TASK DETAILS: Quote precisely the final stretch of the listing: start at the line containing "In the picture above, where can the blue sky" and stop after the last line.
* start DATA SUPPLIED *
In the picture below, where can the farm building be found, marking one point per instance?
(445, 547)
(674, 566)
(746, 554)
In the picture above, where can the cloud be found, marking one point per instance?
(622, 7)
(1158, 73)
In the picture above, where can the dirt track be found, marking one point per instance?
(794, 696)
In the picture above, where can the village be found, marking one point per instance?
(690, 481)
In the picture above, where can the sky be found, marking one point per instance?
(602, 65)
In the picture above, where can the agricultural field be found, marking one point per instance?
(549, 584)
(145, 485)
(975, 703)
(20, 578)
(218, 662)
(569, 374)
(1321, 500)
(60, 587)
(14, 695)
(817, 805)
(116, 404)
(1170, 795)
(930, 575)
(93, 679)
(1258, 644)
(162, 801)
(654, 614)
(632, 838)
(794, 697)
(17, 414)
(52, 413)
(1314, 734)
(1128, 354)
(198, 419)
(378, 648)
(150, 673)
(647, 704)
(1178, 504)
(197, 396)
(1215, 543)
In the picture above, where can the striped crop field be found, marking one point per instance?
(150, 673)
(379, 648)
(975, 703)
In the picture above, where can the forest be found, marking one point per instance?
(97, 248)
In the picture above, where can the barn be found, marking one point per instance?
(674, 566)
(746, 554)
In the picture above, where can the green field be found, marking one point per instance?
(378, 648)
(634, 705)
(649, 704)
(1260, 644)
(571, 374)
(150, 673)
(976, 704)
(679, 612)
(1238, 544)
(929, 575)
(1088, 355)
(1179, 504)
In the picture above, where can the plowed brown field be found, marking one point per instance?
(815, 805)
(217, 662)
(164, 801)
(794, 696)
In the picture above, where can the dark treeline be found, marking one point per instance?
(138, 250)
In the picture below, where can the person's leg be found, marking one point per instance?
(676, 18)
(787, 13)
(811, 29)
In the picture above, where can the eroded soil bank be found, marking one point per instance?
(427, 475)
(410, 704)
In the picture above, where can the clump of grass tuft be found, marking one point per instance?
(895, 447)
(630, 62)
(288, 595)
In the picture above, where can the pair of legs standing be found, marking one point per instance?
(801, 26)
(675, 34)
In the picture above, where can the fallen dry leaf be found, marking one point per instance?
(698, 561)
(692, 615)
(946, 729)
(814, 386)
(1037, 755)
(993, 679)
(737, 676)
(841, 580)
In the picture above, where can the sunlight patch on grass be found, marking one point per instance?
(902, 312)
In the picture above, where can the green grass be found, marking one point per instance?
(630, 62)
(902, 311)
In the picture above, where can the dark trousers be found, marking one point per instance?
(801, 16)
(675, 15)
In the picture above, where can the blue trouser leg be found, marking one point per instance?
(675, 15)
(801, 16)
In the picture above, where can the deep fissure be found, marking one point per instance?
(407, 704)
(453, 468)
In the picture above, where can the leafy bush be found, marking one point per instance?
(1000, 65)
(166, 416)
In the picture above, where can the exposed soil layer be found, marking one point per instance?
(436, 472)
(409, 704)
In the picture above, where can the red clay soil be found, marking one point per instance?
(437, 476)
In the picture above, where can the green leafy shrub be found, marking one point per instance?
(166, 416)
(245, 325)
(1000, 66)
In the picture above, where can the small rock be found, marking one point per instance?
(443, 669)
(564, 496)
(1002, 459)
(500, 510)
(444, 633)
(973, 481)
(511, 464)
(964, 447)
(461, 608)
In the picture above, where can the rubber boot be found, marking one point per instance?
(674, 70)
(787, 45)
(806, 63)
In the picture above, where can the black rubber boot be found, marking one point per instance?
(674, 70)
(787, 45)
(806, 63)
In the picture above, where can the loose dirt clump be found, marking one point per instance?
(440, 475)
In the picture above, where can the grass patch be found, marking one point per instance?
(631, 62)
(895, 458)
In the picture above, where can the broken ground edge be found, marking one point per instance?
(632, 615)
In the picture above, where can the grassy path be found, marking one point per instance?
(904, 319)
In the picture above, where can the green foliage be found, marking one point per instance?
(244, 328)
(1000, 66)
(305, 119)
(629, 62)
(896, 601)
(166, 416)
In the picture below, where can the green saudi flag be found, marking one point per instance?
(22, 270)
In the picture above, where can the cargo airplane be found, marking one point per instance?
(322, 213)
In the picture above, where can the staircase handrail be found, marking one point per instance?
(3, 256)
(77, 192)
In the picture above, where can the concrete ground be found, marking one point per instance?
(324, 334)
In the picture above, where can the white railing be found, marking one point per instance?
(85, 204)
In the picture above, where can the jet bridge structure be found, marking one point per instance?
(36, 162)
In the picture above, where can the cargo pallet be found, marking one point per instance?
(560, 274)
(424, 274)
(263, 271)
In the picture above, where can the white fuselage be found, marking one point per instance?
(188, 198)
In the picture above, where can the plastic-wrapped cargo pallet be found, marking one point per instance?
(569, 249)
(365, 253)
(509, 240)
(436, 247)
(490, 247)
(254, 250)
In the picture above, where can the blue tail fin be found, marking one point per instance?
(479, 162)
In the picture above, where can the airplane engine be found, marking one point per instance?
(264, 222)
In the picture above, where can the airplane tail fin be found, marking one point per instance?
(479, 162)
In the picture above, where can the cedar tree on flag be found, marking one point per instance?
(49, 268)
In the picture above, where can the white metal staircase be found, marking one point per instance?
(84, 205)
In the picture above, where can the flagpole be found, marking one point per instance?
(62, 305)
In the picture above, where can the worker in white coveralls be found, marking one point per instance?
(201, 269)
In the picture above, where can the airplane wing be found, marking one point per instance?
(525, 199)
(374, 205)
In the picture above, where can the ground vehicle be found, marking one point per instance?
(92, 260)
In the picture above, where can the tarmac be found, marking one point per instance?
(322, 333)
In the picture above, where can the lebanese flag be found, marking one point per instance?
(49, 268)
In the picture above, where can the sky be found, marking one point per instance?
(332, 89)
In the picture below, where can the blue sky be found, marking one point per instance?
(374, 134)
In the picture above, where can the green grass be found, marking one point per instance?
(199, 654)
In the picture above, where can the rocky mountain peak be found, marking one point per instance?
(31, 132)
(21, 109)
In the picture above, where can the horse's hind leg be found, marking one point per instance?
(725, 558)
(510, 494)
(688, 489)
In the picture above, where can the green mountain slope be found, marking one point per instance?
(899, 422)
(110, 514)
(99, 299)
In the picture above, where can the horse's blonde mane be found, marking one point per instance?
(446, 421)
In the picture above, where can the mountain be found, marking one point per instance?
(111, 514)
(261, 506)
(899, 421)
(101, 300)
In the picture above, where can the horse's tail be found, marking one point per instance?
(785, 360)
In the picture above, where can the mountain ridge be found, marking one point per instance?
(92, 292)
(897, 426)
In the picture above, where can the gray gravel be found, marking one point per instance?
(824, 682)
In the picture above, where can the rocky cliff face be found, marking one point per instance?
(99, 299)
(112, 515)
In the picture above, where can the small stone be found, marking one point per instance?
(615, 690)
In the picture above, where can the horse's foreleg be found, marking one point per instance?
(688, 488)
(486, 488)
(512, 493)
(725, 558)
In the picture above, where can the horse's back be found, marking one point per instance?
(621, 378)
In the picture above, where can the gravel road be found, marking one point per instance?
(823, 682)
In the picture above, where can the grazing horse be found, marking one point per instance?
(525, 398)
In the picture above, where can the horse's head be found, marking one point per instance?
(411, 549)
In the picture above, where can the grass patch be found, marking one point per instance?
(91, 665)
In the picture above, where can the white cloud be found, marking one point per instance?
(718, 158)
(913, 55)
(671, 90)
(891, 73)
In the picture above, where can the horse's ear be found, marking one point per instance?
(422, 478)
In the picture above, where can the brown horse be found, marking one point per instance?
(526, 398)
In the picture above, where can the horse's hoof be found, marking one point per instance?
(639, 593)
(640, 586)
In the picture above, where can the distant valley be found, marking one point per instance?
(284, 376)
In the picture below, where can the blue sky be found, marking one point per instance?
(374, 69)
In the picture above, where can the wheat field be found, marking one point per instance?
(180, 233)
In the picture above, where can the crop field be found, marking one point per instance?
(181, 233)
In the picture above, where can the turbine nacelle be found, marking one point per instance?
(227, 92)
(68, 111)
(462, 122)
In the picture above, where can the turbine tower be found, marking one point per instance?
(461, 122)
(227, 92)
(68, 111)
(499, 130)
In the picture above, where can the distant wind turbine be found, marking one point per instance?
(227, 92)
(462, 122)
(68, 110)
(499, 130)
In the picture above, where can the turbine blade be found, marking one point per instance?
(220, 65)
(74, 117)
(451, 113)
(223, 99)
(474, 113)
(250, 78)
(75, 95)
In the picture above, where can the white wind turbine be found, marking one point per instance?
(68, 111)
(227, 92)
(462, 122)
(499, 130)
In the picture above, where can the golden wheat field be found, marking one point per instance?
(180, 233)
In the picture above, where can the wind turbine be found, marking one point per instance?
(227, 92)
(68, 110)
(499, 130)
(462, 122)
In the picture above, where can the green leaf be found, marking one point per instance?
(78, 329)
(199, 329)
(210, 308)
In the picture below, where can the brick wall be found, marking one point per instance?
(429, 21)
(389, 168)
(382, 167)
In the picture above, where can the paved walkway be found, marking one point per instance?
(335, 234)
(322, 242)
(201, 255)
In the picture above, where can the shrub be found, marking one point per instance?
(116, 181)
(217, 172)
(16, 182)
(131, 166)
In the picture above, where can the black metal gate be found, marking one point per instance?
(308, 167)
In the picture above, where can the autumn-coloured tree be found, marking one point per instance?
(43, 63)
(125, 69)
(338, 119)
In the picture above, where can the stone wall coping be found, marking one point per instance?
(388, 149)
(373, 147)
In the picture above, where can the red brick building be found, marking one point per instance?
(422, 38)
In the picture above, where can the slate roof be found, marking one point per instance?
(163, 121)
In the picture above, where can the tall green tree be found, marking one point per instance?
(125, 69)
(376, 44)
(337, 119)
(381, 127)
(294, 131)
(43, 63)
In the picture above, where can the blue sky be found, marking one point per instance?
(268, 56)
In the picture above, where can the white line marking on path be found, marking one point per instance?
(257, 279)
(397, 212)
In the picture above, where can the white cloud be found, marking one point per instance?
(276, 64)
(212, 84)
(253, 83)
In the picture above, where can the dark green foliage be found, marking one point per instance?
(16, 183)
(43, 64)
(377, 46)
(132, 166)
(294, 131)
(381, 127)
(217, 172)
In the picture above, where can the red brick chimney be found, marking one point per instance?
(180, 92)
* end DATA SUPPLIED *
WRITTEN SOLUTION:
In the picture above, where can the blue sky be found, marking one point per instance?
(268, 56)
In the picture above, where can the white line marking on path be found, marking one point per instance?
(257, 279)
(397, 212)
In the picture above, where can the white cloud be found, marking one point per instance?
(276, 64)
(212, 84)
(253, 83)
In the picture above, where can the dark green foliage be found, marking one point per instance?
(16, 183)
(43, 64)
(377, 46)
(132, 166)
(294, 131)
(381, 127)
(217, 172)
In the picture above, where can the red brick chimney be found, marking one point per instance?
(180, 92)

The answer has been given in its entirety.